=== Section Start ===

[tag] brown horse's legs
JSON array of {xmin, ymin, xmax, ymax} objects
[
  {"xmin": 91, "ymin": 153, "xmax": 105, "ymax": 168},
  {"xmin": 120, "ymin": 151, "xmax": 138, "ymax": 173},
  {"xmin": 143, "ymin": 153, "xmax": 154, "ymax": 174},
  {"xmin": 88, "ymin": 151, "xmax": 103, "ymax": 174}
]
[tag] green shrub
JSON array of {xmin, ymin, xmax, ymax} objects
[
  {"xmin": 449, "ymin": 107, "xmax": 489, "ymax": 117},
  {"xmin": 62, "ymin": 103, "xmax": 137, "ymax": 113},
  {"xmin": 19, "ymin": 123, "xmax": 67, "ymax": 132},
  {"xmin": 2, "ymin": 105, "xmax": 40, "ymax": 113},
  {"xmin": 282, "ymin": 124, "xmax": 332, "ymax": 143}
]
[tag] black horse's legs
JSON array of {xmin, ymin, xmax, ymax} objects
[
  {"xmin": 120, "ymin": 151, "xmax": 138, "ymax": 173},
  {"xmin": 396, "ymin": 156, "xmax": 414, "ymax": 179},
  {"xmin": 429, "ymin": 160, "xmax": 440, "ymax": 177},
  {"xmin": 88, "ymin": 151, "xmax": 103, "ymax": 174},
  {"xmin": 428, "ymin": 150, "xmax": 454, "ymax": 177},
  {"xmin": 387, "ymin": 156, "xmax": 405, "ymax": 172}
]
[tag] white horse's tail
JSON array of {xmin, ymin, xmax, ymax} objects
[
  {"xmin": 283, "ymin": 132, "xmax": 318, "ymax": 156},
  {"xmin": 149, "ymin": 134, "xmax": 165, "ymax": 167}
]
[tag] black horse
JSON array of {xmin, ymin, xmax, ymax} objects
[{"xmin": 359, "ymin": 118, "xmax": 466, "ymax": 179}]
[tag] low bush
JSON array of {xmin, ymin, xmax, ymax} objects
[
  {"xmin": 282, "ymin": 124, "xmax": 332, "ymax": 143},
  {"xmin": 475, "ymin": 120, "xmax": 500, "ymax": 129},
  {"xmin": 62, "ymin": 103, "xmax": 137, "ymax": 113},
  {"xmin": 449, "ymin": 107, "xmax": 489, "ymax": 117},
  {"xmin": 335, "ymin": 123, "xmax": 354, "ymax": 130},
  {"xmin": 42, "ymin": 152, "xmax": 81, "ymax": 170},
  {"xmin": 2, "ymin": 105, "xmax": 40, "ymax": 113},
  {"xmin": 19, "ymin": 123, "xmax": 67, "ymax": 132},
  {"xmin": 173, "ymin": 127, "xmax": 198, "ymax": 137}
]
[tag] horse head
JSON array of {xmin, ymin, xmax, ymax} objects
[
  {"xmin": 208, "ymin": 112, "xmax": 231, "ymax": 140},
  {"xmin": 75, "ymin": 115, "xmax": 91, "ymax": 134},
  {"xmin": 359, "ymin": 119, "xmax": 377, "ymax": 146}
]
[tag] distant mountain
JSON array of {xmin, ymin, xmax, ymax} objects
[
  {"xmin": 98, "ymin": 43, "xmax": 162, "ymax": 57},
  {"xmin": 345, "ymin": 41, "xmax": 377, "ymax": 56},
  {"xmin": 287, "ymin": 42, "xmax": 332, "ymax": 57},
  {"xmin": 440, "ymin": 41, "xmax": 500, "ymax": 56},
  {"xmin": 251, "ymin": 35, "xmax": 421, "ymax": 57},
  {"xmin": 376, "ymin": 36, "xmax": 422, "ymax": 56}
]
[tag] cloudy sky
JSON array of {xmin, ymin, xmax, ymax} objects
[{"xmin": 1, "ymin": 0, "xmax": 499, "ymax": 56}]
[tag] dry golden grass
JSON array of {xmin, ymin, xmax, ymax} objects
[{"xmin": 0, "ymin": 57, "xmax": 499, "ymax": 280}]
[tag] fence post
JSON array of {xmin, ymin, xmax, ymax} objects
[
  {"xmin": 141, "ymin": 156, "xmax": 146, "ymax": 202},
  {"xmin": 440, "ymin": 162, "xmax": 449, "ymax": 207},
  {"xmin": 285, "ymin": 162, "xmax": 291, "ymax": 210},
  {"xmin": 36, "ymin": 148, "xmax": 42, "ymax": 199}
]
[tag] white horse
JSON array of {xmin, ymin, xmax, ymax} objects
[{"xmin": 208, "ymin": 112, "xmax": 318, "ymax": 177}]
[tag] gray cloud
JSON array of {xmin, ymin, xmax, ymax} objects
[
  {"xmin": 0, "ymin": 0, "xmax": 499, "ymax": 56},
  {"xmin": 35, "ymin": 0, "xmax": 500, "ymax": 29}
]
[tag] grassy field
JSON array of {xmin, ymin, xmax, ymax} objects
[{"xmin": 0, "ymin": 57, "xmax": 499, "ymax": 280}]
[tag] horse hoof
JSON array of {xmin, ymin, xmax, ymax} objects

=== Section End ===

• _Task prompt_
Output the data above in full and exactly.

• _Solution for this problem_
[tag] brown horse's legs
JSON array of {xmin, ymin, xmax, ymax} objects
[
  {"xmin": 91, "ymin": 153, "xmax": 105, "ymax": 168},
  {"xmin": 120, "ymin": 151, "xmax": 138, "ymax": 173},
  {"xmin": 143, "ymin": 153, "xmax": 154, "ymax": 174},
  {"xmin": 88, "ymin": 151, "xmax": 103, "ymax": 174}
]
[tag] green shrub
JSON array of {xmin, ymin, xmax, ymax} objects
[
  {"xmin": 449, "ymin": 107, "xmax": 489, "ymax": 117},
  {"xmin": 62, "ymin": 103, "xmax": 137, "ymax": 113},
  {"xmin": 19, "ymin": 123, "xmax": 67, "ymax": 132},
  {"xmin": 2, "ymin": 105, "xmax": 40, "ymax": 113},
  {"xmin": 282, "ymin": 124, "xmax": 332, "ymax": 143}
]
[tag] black horse's legs
JSON array of {xmin, ymin, xmax, ymax} objects
[
  {"xmin": 120, "ymin": 151, "xmax": 138, "ymax": 173},
  {"xmin": 396, "ymin": 156, "xmax": 414, "ymax": 179},
  {"xmin": 429, "ymin": 160, "xmax": 440, "ymax": 177},
  {"xmin": 88, "ymin": 151, "xmax": 103, "ymax": 174},
  {"xmin": 428, "ymin": 150, "xmax": 454, "ymax": 177},
  {"xmin": 387, "ymin": 156, "xmax": 405, "ymax": 172}
]
[tag] white horse's tail
JSON array of {xmin, ymin, xmax, ymax} objects
[
  {"xmin": 283, "ymin": 132, "xmax": 318, "ymax": 156},
  {"xmin": 149, "ymin": 134, "xmax": 165, "ymax": 167}
]
[tag] black horse
JSON array of {xmin, ymin, xmax, ymax} objects
[{"xmin": 359, "ymin": 118, "xmax": 466, "ymax": 179}]
[tag] low bush
JSON array of {xmin, ymin, xmax, ymax} objects
[
  {"xmin": 282, "ymin": 124, "xmax": 332, "ymax": 143},
  {"xmin": 475, "ymin": 120, "xmax": 500, "ymax": 129},
  {"xmin": 62, "ymin": 103, "xmax": 137, "ymax": 113},
  {"xmin": 449, "ymin": 107, "xmax": 489, "ymax": 117},
  {"xmin": 335, "ymin": 123, "xmax": 354, "ymax": 130},
  {"xmin": 42, "ymin": 152, "xmax": 81, "ymax": 170},
  {"xmin": 2, "ymin": 105, "xmax": 40, "ymax": 113},
  {"xmin": 19, "ymin": 123, "xmax": 67, "ymax": 132},
  {"xmin": 173, "ymin": 127, "xmax": 198, "ymax": 137}
]
[tag] horse head
JSON array of {xmin, ymin, xmax, ymax} objects
[
  {"xmin": 208, "ymin": 112, "xmax": 231, "ymax": 140},
  {"xmin": 75, "ymin": 115, "xmax": 91, "ymax": 134},
  {"xmin": 359, "ymin": 119, "xmax": 377, "ymax": 146}
]
[tag] distant mountain
JSON array of {xmin, ymin, xmax, ymax} objects
[
  {"xmin": 98, "ymin": 43, "xmax": 162, "ymax": 57},
  {"xmin": 345, "ymin": 41, "xmax": 377, "ymax": 56},
  {"xmin": 287, "ymin": 42, "xmax": 332, "ymax": 57},
  {"xmin": 440, "ymin": 41, "xmax": 500, "ymax": 56},
  {"xmin": 251, "ymin": 35, "xmax": 421, "ymax": 57},
  {"xmin": 376, "ymin": 36, "xmax": 422, "ymax": 56}
]
[tag] cloudy sky
JSON array of {xmin, ymin, xmax, ymax} objects
[{"xmin": 1, "ymin": 0, "xmax": 499, "ymax": 56}]
[tag] dry golden grass
JSON array of {xmin, ymin, xmax, ymax} objects
[{"xmin": 0, "ymin": 57, "xmax": 499, "ymax": 280}]
[tag] fence post
JSON array of {xmin, ymin, xmax, ymax} objects
[
  {"xmin": 141, "ymin": 156, "xmax": 146, "ymax": 202},
  {"xmin": 440, "ymin": 162, "xmax": 449, "ymax": 207},
  {"xmin": 285, "ymin": 162, "xmax": 291, "ymax": 210},
  {"xmin": 36, "ymin": 148, "xmax": 42, "ymax": 199}
]
[tag] white horse
JSON array of {xmin, ymin, xmax, ymax} objects
[{"xmin": 208, "ymin": 112, "xmax": 318, "ymax": 177}]
[tag] gray cloud
JSON array of {xmin, ymin, xmax, ymax} objects
[
  {"xmin": 0, "ymin": 0, "xmax": 499, "ymax": 56},
  {"xmin": 35, "ymin": 0, "xmax": 500, "ymax": 29}
]
[tag] grassy field
JSON array of {xmin, ymin, xmax, ymax} objects
[{"xmin": 0, "ymin": 57, "xmax": 499, "ymax": 280}]
[tag] horse hoof
JSON array of {xmin, ymin, xmax, ymax} objects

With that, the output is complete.